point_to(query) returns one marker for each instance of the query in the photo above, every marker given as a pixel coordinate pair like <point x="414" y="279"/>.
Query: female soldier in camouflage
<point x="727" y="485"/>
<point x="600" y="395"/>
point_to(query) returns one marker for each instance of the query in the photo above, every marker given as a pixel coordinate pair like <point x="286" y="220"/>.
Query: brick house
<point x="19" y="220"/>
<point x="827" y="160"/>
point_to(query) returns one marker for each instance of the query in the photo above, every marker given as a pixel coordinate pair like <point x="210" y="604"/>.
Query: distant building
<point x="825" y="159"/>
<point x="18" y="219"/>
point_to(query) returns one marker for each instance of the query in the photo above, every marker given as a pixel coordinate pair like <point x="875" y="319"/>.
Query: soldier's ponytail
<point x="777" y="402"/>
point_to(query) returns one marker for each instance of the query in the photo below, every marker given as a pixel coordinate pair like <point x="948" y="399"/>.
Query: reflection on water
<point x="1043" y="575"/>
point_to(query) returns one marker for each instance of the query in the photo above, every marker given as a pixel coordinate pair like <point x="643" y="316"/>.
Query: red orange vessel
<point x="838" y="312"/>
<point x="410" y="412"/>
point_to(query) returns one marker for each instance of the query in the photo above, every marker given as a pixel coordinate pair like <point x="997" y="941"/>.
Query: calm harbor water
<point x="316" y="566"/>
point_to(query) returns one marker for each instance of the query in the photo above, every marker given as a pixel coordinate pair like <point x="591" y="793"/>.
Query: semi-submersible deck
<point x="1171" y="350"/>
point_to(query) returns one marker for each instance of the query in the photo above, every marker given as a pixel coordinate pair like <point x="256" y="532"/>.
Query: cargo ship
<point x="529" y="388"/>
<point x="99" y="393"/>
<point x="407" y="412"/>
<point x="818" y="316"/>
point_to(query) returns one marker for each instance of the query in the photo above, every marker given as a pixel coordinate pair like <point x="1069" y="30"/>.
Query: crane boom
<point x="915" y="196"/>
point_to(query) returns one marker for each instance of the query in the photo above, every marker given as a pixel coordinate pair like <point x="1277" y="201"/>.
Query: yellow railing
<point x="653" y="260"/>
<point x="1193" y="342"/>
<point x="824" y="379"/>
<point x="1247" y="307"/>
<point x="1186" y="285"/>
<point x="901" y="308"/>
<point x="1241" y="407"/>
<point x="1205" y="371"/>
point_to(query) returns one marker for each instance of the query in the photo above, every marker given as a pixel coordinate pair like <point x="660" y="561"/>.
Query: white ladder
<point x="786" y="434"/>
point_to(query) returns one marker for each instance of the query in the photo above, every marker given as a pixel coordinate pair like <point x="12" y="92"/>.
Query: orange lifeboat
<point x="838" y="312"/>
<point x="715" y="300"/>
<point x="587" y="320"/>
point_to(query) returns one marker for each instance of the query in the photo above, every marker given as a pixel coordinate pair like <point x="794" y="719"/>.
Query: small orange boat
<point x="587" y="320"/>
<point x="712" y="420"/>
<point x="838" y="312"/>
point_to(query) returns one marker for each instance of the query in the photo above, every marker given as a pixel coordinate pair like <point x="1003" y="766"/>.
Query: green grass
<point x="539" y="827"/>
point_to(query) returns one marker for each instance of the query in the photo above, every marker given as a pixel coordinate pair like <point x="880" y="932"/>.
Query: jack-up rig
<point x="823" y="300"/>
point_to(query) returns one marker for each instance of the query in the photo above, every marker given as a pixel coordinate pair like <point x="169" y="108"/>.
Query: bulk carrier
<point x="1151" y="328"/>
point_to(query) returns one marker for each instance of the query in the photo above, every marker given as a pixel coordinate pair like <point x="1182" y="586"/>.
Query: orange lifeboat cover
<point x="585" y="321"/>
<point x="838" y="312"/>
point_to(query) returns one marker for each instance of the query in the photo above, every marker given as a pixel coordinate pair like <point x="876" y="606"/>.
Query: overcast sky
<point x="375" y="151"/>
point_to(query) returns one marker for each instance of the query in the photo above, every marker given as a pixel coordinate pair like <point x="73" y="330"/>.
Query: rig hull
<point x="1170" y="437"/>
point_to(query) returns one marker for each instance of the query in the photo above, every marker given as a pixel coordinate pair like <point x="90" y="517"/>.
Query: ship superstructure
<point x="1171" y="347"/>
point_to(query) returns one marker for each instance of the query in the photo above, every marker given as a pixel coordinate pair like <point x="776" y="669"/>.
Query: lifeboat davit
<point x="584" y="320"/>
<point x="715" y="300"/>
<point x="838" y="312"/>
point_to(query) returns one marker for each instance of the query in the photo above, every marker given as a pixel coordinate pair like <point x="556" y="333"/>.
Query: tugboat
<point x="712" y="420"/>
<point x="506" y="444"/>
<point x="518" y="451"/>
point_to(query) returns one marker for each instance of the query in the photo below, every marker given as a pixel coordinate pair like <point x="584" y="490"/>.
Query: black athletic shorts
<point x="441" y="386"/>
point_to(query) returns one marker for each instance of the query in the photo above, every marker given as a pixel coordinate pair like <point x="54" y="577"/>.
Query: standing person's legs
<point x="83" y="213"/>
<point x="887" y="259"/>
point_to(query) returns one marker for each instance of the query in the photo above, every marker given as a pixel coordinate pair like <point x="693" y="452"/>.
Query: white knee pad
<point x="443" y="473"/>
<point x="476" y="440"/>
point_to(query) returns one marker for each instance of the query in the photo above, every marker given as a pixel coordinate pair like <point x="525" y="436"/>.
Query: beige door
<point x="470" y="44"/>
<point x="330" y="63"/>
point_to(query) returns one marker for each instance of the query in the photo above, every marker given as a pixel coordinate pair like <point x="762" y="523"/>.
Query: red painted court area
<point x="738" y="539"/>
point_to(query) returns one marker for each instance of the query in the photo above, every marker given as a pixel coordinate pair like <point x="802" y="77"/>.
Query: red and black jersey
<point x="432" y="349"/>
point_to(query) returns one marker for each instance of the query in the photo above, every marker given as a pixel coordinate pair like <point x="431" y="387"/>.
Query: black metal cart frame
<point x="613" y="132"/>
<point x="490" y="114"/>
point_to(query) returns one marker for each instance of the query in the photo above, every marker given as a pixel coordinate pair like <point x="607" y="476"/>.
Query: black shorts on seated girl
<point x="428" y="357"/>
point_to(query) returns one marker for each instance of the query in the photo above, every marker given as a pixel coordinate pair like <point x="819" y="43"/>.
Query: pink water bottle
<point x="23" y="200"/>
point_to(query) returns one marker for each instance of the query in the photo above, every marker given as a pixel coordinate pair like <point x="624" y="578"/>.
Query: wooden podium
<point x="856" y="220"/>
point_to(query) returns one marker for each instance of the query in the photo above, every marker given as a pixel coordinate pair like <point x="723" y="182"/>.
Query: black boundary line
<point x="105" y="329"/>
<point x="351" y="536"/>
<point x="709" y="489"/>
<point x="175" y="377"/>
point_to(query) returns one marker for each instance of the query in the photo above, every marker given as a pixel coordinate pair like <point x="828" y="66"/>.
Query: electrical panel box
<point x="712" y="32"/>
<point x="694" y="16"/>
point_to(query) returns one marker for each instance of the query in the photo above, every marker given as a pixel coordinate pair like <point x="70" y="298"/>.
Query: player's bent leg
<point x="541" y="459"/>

> _Required task_
Output the records exactly, including every line.

> _Task result_
point_to(query) returns one marker for each instance of the query in the photo above, every marker given as a pixel coordinate pair like <point x="414" y="279"/>.
Query: female soldier in camouflage
<point x="727" y="485"/>
<point x="600" y="395"/>
point_to(query) returns one marker for each instance of the query in the photo above, every marker given as a pixel coordinate pair like <point x="286" y="220"/>.
Query: brick house
<point x="19" y="220"/>
<point x="827" y="160"/>
point_to(query) returns one marker for each instance of the query in the photo above, every marker given as a pixel coordinate pair like <point x="210" y="604"/>.
Query: distant building
<point x="825" y="159"/>
<point x="18" y="219"/>
point_to(query) returns one marker for each instance of the query in the photo above, every marker given as a pixel coordinate pair like <point x="875" y="319"/>.
Query: soldier's ponytail
<point x="777" y="402"/>
point_to(query) returns one marker for each instance of the query in the photo below, every marker given as a pixel coordinate pair like <point x="948" y="399"/>.
Query: reflection on water
<point x="1043" y="575"/>
point_to(query) returns one marker for each instance of the query in the photo above, every marker given as a pixel coordinate pair like <point x="643" y="316"/>.
Query: red orange vessel
<point x="838" y="312"/>
<point x="410" y="412"/>
point_to(query) returns one marker for each instance of the query in the photo above, every marker given as a pixel coordinate pair like <point x="997" y="941"/>.
Query: calm harbor water
<point x="316" y="566"/>
point_to(query) returns one marker for each instance of the query in the photo above, every marker given as a pixel coordinate pair like <point x="591" y="793"/>.
Query: semi-submersible deck
<point x="1171" y="350"/>
point_to(query) returns one marker for each instance of the query in the photo above, every marker given as a pixel coordinate pair like <point x="256" y="532"/>.
Query: cargo ship
<point x="529" y="388"/>
<point x="99" y="393"/>
<point x="407" y="412"/>
<point x="818" y="316"/>
point_to(query) returns one marker for each instance of the query in the photo above, every marker given as a pixel coordinate pair like <point x="1069" y="30"/>.
Query: crane boom
<point x="915" y="196"/>
point_to(query) returns one marker for each instance of the query in the photo above, every marker given as a pixel coordinate pair like <point x="1277" y="201"/>.
Query: yellow railing
<point x="653" y="260"/>
<point x="1193" y="342"/>
<point x="824" y="379"/>
<point x="1247" y="307"/>
<point x="1186" y="285"/>
<point x="901" y="308"/>
<point x="1241" y="407"/>
<point x="1205" y="371"/>
point_to(query) returns one marker for each instance of the query in the photo above, every marker given as a pixel coordinate pair like <point x="660" y="561"/>.
Query: white ladder
<point x="786" y="434"/>
point_to(query) returns one marker for each instance of the query in the photo above, every marker given as a pixel coordinate pair like <point x="12" y="92"/>.
Query: orange lifeboat
<point x="838" y="312"/>
<point x="715" y="300"/>
<point x="587" y="320"/>
point_to(query) returns one marker for each instance of the query in the photo above, every marker given as a pixel coordinate pair like <point x="794" y="719"/>.
Query: small orange boat
<point x="587" y="320"/>
<point x="712" y="420"/>
<point x="838" y="312"/>
point_to(query) returns one marker for each instance of the query in the photo above, every marker given as a pixel coordinate pair like <point x="1003" y="766"/>.
Query: green grass
<point x="539" y="827"/>
point_to(query) returns one marker for each instance of the query in the photo above, every marker given as a pixel coordinate pair like <point x="880" y="932"/>.
Query: jack-up rig
<point x="823" y="300"/>
point_to(query) returns one marker for each instance of the query in the photo above, every marker given as a pixel coordinate pair like <point x="169" y="108"/>.
Query: bulk carrier
<point x="1151" y="328"/>
point_to(query) returns one marker for each instance of the query in the photo above, every marker given as a pixel coordinate pair like <point x="1182" y="586"/>.
Query: orange lifeboat cover
<point x="585" y="321"/>
<point x="838" y="312"/>
point_to(query) returns one marker for each instance of the query in the photo above, every marker given as a pixel coordinate pair like <point x="876" y="606"/>.
Query: overcast sky
<point x="375" y="151"/>
point_to(query) returns one marker for each instance of the query in the photo above, every marker given as a pixel coordinate pair like <point x="73" y="330"/>.
Query: rig hull
<point x="1170" y="437"/>
point_to(query) returns one marker for each instance of the query in the photo above, every marker given as a pixel coordinate pair like <point x="90" y="517"/>.
Query: ship superstructure
<point x="1171" y="347"/>
point_to(query) returns one marker for each instance of the query in the photo above, every marker given as a pixel coordinate pair like <point x="776" y="669"/>.
Query: lifeboat davit
<point x="584" y="320"/>
<point x="715" y="300"/>
<point x="838" y="312"/>
point_to(query) returns one marker for each instance of the query in the photo above, every marker given as a pixel coordinate pair like <point x="556" y="333"/>.
Query: tugboat
<point x="712" y="420"/>
<point x="506" y="444"/>
<point x="518" y="451"/>
point_to(query) returns one marker for each instance of the query in the photo below, every marker given as a pixel coordinate pair like <point x="584" y="490"/>.
Query: black athletic shorts
<point x="441" y="386"/>
point_to(query) returns one marker for each instance of the query in the photo above, every marker given as a pixel coordinate pair like <point x="54" y="577"/>.
Query: standing person's legs
<point x="83" y="213"/>
<point x="887" y="259"/>
point_to(query) returns one marker for each instance of the query in the photo above, every marker given as a pixel coordinate pair like <point x="693" y="452"/>.
Query: white knee pad
<point x="443" y="473"/>
<point x="476" y="440"/>
point_to(query) returns one marker for each instance of the query in the photo above, every marker given as a pixel coordinate pair like <point x="525" y="436"/>.
Query: beige door
<point x="470" y="44"/>
<point x="330" y="63"/>
point_to(query) returns one marker for each instance of the query in the photo above, every marker given as a pixel coordinate pair like <point x="762" y="523"/>.
Query: red painted court area
<point x="738" y="539"/>
point_to(query) returns one marker for each instance of the query in the photo above, every marker given as a pixel coordinate pair like <point x="802" y="77"/>.
Query: red and black jersey
<point x="432" y="349"/>
point_to(query) returns one marker for each instance of the query in the photo above, every marker given as a pixel coordinate pair like <point x="431" y="387"/>.
Query: black metal cart frame
<point x="613" y="132"/>
<point x="490" y="114"/>
point_to(query) returns one marker for each instance of the query in the photo above, every marker given as a pixel coordinate pair like <point x="607" y="476"/>.
Query: black shorts on seated girl
<point x="428" y="357"/>
point_to(query) returns one marker for each instance of the query in the photo above, every marker given as a pixel coordinate pair like <point x="819" y="43"/>.
Query: pink water bottle
<point x="23" y="200"/>
point_to(query) returns one marker for each instance of the query in the photo above, every marker given as a pixel coordinate pair like <point x="624" y="578"/>.
Query: wooden podium
<point x="856" y="220"/>
point_to(query) returns one marker for each instance of the query in the photo above, every marker given as a pixel coordinate pair like <point x="723" y="182"/>.
Query: black boundary line
<point x="105" y="329"/>
<point x="351" y="536"/>
<point x="709" y="489"/>
<point x="175" y="377"/>
point_to(query) returns one marker for each instance of the query in the photo above, every marker given as a pixel coordinate pair like <point x="828" y="66"/>.
Query: electrical panel box
<point x="712" y="32"/>
<point x="694" y="16"/>
point_to(query) returns one marker for each instance of the query in the photo above, every marker given as a pixel coordinate pair like <point x="70" y="298"/>.
Query: player's bent leg
<point x="541" y="459"/>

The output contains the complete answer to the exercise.